* Activity *
The required result is an exact copy of the material from the line with "Note to the class: find the lake" through its final line, both ends included.

* Material for this task *
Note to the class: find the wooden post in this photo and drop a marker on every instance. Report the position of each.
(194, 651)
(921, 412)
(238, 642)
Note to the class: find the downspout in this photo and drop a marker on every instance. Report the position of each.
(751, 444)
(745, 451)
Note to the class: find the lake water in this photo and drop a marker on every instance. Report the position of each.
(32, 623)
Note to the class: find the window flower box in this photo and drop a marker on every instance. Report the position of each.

* Task result *
Note to the class: find the lake water in this photo and drop a marker on every instance. Report the position of each.
(32, 623)
Note to the class: find the window flower box in this photo and drop a marker on every instance. Report the position of each.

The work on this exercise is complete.